PASSAGE PROVIDED:
*****

Authentication is a basic security requirement for any computing environment. In simple terms, users and services must prove their identity (authenticate) to the system before they can use system features. Kerberos provides strong authentication which is used in the exchange between requesting user or process and service during authentication. When a user authenticates to a particular Hadoop component, the user’s Kerberos principal is presented. The principal is presented in the form user@REALM. The Kerberos principal is mapped [1] to a short name after authentication. For example:
user@EXAMPLE.COM --> user
This local user has to be available at the operating system level for both authentication and authorization. Authentication and authorization work hand-in-hand to protect system resources. Authorization is the function of configuring access privileges to services which can be handled in many different ways, from access control lists (ACLs), HDFS extended ACLs, to role-based access control (RBAC) using Apache Sentry or Apache Ranger. These share one commonality: the group membership of the related user has to be known to have access to these methods.
Therefore, consistent group mapping is crucial across the cluster. Each host that belongs to a Cloudera cluster runs an operating system. There are two types of users which are available at the operating system level: service users (yarn, hdfs, etc.) and non-service users. Cloudera recommends that the service users be local users and the non-service users are in LDAP-compliant identity/directory services, such as OpenLDAP or Microsoft Active Directory.
Similarly, when YARN jobs run on the cluster, they are protected from each other by running as the submitting user, thus leveraging Linux’s native process isolation capabilities. The executing user must therefore be available in order for YARN jobs to run in that user’s context. Enabling Kerberos within a cluster activates this security and isolation feature of Hadoop.
The preferred mechanism for mapping directory users and groups is to use tools such as Systems Security Services Daemon (SSSD), Centrify, or PowerBroker to replicate LDAP groups at the operating system level. This blog article provides instructions on how to setup SSSD.
For more information on authorization, see the Cloudera Security [2] documentation.

*****

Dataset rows
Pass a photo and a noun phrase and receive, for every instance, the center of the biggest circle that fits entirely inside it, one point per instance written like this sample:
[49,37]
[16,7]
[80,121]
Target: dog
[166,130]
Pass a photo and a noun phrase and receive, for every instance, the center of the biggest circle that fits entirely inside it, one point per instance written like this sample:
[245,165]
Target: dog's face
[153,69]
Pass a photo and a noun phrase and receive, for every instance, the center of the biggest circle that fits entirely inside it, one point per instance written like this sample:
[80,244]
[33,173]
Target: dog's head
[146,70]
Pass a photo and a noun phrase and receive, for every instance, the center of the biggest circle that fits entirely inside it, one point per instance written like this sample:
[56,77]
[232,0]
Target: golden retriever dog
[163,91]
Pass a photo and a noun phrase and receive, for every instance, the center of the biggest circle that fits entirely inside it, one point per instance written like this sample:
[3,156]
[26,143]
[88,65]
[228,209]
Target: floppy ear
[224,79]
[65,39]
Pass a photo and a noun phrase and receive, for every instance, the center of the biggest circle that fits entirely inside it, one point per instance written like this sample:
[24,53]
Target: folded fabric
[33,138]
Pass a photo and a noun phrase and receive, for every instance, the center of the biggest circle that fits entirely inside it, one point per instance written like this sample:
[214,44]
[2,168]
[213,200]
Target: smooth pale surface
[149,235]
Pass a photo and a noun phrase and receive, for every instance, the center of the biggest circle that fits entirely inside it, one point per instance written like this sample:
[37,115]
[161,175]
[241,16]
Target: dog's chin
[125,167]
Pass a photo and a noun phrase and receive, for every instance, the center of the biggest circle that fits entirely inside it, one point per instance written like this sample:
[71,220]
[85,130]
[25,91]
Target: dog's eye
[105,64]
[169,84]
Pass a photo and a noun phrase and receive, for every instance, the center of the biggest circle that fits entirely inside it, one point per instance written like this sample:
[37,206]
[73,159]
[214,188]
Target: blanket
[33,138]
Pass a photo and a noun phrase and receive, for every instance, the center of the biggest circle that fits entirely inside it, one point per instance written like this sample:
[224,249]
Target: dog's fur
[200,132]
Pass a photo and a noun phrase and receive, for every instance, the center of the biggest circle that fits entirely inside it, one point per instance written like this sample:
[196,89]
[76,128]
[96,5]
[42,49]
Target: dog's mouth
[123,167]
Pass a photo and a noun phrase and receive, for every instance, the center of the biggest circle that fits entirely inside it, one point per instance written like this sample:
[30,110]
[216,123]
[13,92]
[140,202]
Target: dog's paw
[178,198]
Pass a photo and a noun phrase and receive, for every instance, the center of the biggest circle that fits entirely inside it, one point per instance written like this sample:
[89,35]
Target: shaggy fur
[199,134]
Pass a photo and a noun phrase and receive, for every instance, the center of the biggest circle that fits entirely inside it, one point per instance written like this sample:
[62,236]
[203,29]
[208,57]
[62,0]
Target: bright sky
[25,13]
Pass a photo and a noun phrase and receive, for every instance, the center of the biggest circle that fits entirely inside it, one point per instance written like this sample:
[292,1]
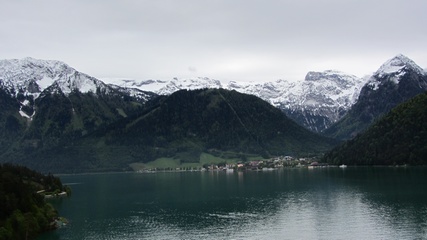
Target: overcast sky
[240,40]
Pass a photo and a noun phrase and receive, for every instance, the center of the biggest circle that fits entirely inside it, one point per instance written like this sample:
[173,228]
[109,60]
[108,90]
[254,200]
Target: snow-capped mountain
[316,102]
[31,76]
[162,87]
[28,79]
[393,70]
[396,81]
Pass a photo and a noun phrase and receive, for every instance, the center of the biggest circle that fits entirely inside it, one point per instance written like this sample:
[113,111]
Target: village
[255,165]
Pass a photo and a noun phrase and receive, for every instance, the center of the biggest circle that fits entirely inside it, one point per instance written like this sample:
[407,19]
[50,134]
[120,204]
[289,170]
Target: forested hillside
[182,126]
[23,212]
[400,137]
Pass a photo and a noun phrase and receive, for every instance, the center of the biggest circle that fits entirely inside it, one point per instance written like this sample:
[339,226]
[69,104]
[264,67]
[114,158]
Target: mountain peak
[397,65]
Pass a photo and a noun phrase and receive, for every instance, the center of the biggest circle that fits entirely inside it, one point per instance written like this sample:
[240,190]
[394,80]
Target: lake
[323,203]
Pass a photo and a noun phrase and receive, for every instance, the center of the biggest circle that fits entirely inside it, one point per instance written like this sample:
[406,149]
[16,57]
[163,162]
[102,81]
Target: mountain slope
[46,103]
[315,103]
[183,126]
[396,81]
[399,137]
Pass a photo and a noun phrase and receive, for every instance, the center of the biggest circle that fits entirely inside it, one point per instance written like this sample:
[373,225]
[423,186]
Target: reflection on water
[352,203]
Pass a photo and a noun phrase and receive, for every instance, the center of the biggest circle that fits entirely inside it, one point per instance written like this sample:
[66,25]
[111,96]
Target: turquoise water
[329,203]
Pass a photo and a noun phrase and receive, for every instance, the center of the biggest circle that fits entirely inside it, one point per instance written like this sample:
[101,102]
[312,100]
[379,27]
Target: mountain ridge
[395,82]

*****

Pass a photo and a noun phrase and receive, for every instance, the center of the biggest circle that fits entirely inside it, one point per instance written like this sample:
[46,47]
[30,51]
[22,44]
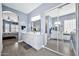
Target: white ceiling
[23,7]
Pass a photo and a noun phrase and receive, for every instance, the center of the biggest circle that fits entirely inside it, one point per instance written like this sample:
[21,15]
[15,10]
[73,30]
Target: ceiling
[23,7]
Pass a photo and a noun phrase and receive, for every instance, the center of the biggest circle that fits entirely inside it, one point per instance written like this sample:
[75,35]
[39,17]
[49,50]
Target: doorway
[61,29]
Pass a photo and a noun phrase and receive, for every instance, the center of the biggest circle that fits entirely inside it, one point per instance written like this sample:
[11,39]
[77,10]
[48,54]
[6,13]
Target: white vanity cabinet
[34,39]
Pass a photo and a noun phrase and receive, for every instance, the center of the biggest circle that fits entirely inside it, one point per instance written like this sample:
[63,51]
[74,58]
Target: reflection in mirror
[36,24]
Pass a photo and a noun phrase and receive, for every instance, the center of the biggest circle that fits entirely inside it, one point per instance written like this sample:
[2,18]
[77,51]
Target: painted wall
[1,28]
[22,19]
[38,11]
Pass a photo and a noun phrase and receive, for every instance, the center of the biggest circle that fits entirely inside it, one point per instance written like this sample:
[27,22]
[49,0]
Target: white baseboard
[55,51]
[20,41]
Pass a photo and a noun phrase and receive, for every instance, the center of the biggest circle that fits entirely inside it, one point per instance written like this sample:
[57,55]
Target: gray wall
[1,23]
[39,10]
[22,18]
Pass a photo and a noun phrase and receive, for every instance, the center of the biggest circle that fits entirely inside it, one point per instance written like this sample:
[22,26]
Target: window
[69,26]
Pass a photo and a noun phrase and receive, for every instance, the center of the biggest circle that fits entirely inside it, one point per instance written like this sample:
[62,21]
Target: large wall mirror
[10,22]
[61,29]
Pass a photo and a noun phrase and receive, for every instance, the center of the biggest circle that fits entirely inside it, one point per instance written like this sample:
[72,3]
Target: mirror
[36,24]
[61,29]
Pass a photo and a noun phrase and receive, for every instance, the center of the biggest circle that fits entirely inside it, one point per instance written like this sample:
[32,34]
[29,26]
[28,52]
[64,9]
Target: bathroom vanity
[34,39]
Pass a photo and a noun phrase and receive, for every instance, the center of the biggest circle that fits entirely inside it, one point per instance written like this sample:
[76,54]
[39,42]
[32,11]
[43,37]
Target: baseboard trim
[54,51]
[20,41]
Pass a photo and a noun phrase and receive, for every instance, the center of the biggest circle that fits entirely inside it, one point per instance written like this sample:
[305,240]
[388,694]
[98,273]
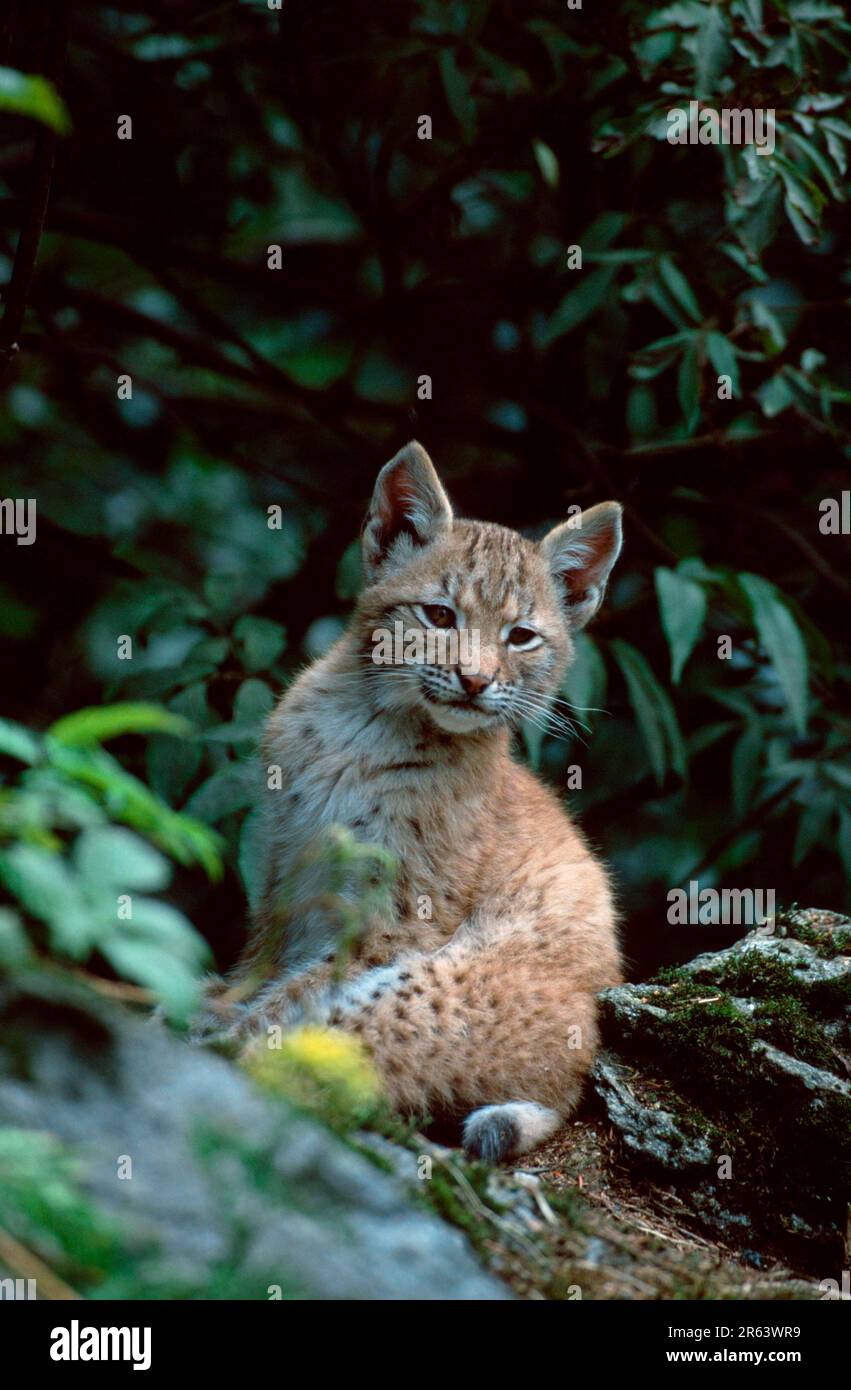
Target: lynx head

*****

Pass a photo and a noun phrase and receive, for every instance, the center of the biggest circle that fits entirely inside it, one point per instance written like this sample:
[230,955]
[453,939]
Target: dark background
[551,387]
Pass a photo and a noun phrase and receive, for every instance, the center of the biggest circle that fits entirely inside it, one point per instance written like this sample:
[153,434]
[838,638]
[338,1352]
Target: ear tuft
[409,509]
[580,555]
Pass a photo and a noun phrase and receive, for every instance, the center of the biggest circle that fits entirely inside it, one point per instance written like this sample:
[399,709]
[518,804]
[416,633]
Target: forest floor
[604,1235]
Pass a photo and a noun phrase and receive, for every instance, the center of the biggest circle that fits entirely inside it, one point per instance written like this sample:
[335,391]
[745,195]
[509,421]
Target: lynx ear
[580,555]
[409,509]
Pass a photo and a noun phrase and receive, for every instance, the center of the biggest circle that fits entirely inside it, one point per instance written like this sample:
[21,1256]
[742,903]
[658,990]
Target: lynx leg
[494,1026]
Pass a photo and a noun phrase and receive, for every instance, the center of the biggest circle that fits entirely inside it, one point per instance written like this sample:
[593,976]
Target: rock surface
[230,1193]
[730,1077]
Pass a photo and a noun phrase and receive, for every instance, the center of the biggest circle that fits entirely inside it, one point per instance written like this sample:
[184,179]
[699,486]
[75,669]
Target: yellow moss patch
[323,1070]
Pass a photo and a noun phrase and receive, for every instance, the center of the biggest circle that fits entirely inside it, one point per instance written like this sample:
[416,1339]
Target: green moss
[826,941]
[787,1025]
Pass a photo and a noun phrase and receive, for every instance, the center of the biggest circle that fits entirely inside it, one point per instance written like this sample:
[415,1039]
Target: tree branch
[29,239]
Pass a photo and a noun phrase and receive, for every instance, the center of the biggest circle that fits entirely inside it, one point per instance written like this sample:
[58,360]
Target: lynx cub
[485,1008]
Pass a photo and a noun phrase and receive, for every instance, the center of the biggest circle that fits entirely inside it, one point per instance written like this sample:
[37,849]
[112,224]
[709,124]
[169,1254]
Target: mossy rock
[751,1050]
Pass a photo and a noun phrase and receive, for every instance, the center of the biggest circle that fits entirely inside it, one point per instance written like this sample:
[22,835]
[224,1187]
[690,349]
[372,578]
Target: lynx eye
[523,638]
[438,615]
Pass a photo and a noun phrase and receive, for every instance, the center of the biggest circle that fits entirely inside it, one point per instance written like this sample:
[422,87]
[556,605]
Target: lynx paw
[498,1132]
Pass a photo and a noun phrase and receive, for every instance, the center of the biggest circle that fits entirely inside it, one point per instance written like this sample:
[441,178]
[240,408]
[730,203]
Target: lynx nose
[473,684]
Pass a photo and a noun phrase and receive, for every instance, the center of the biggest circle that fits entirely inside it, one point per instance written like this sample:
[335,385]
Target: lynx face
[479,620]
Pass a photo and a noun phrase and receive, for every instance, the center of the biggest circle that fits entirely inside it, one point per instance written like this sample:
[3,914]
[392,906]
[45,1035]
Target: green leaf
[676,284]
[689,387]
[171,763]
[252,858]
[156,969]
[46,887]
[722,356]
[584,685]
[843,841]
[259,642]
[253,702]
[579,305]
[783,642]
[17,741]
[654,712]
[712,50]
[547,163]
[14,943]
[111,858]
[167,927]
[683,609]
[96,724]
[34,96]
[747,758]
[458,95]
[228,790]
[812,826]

*****

EXERCISE DESCRIPTION: Quote everything from "The preferred mechanism" down to "to setup SSSD." in the Hadoop authentication passage above.

EXERCISE OUTPUT:
The preferred mechanism for mapping directory users and groups is to use tools such as Systems Security Services Daemon (SSSD), Centrify, or PowerBroker to replicate LDAP groups at the operating system level. This blog article provides instructions on how to setup SSSD.